• **WHAT THE TASK ASKS**
Rewrite the stretch of the passage on bitcoin's volatility from "I'm going to" through "going to fall.", replacing "claim" with "assertion".

I'm going to make the following claim. The price of bitcoin is inherently
volatile. Even if bitcoin gets bigger, its core level of volatility is never
going to fall.
Bitcoin's hyperactive price movements prevent it from becoming a popular
medium of exchange. Merchants are too afraid to accept bitcoins. If they do,
they could experience large losses. Consumers who hold bitcoins are loath to
spend them. Many of these hodlers are trying to change their financial
lives by getting exposure to the very same roller-coaster ride that merchants
are trying to avoid. If they use their bitcoin to buy stuff, they risk losing
out on the opportunity for life-changing returns.
Why is bitcoin's high volatility intrinsic to its nature? Bitcoin is a rare
example of a pure Keynesian beauty contest. Players in a beauty
contest gamble on what John Maynard Keynes described as what "average
opinion expects the average opinion to be." No matter how big the game
gets, the best collective guess—bitcoin's current market price—will always by
hyper-volatile.

• **RAW DATA**

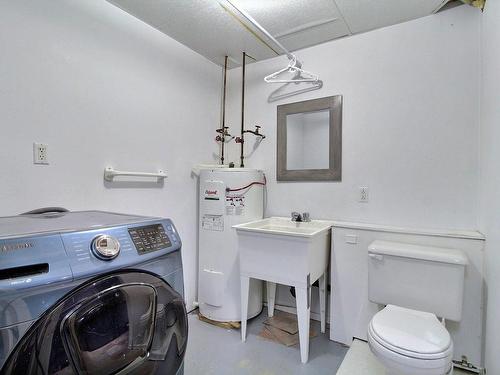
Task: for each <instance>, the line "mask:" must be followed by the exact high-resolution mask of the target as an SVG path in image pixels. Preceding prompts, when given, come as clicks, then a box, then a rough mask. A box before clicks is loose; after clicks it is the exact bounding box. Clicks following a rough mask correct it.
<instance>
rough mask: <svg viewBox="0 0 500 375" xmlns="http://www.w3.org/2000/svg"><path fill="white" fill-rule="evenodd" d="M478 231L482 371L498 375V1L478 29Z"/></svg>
mask: <svg viewBox="0 0 500 375" xmlns="http://www.w3.org/2000/svg"><path fill="white" fill-rule="evenodd" d="M481 62H482V65H481V68H482V69H481V70H482V74H481V156H480V159H481V179H480V197H481V210H480V215H479V217H480V228H481V230H482V231H483V232H484V233H485V234H486V262H485V266H486V287H487V296H488V308H487V317H486V369H487V371H488V374H500V362H499V361H498V352H499V348H500V321H499V319H498V317H499V316H500V293H499V292H498V289H499V287H500V231H499V223H500V195H499V186H500V147H499V140H500V104H499V98H500V1H499V0H490V1H487V2H486V8H485V11H484V13H483V15H482V30H481Z"/></svg>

• **RESULT OF THIS TASK**
I'm going to make the following assertion. The price of bitcoin is inherently
volatile. Even if bitcoin gets bigger, its core level of volatility is never
going to fall.